TASK OBJECTIVE >>
Please reproduce all of the entries exactly, without omitting any.

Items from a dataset
= Beginning of Section =

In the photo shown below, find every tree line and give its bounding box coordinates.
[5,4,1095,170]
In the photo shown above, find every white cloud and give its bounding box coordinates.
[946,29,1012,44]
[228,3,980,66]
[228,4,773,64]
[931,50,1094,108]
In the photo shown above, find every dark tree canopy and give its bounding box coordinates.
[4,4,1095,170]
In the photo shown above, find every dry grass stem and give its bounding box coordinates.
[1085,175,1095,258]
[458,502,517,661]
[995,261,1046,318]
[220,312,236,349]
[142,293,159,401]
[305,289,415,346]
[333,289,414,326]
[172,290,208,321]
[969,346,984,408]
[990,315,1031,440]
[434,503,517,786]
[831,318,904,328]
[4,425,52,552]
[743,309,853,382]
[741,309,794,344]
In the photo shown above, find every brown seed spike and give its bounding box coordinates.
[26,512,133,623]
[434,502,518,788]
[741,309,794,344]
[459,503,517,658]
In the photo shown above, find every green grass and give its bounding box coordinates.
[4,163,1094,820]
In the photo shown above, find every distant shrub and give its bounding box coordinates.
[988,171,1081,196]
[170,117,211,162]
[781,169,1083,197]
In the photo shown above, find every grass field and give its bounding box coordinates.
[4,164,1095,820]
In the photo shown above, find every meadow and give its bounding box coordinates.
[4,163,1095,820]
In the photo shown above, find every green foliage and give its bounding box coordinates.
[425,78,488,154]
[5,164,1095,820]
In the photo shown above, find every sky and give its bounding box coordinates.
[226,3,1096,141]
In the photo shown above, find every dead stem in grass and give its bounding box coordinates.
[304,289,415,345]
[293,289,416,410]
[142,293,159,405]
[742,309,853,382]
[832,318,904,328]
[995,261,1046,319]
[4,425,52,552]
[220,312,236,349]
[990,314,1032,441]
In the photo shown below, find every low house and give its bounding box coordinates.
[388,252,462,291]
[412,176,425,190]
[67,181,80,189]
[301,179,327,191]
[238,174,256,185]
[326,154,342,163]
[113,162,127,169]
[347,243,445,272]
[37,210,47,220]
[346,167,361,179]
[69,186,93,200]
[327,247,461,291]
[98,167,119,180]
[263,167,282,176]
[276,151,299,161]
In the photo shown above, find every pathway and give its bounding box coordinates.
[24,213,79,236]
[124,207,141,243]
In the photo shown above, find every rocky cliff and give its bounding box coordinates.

= End of Section =

SOLUTION FOR THIS PROBLEM >>
In the photo shown below, find every tree line and give its bounding box coordinates.
[5,4,1095,170]
In the photo shown above, find every white cloud and give its bounding box coordinates.
[946,29,1012,44]
[228,3,980,66]
[228,4,773,64]
[931,50,1094,108]
In the photo shown above, find every dark tree canopy and give its bounding box coordinates.
[4,4,1095,170]
In the photo shown above, find every dry grass stem and give its bounding box coordinates.
[1085,175,1095,258]
[458,502,517,661]
[995,261,1046,318]
[220,312,236,349]
[142,293,159,401]
[305,289,415,346]
[333,289,414,326]
[172,290,208,321]
[969,346,984,408]
[990,315,1031,440]
[434,503,517,786]
[831,318,904,328]
[4,425,52,552]
[743,309,853,382]
[741,309,794,344]
In the photo shown above, find every brown seed spike and give its bounding box coordinates.
[26,512,133,623]
[434,502,518,788]
[741,309,794,344]
[459,503,517,658]
In the photo shown above, find every green grass and give its bounding box coordinates.
[4,163,1094,820]
In the photo shown above, find every distant shrub and give its bounding box coordinates.
[988,171,1081,196]
[170,117,211,162]
[781,169,1083,197]
In the photo shown above, find every grass field and give its bounding box coordinates.
[4,164,1095,820]
In the photo shown above, find every meadow and give its bounding box coordinates.
[4,163,1095,820]
In the photo shown above, find every green foliage and give its bounding box coordinates.
[425,78,488,154]
[5,164,1095,820]
In the photo shown above, find every sky and give its bounding box coordinates.
[226,3,1096,141]
In the photo shown above, find every dead stem in grass and give its bounding box coordinates.
[304,289,415,345]
[293,289,416,410]
[142,293,159,405]
[742,309,853,382]
[832,318,904,328]
[995,261,1046,319]
[4,425,52,552]
[220,312,236,349]
[990,314,1032,441]
In the photo shown below, find every low house and give its bounding box coordinates.
[388,252,462,291]
[412,176,425,190]
[67,181,80,189]
[301,179,327,191]
[238,174,256,185]
[326,154,342,163]
[113,162,127,169]
[347,243,445,272]
[37,210,47,220]
[346,167,361,179]
[69,186,93,200]
[327,247,461,291]
[98,167,119,180]
[263,167,282,176]
[276,151,299,161]
In the photo shown above, find every pathway and give its bounding box coordinates.
[24,213,79,236]
[124,207,141,243]
In the photo shown above, find every rocky cliff and give its bounding box coordinates.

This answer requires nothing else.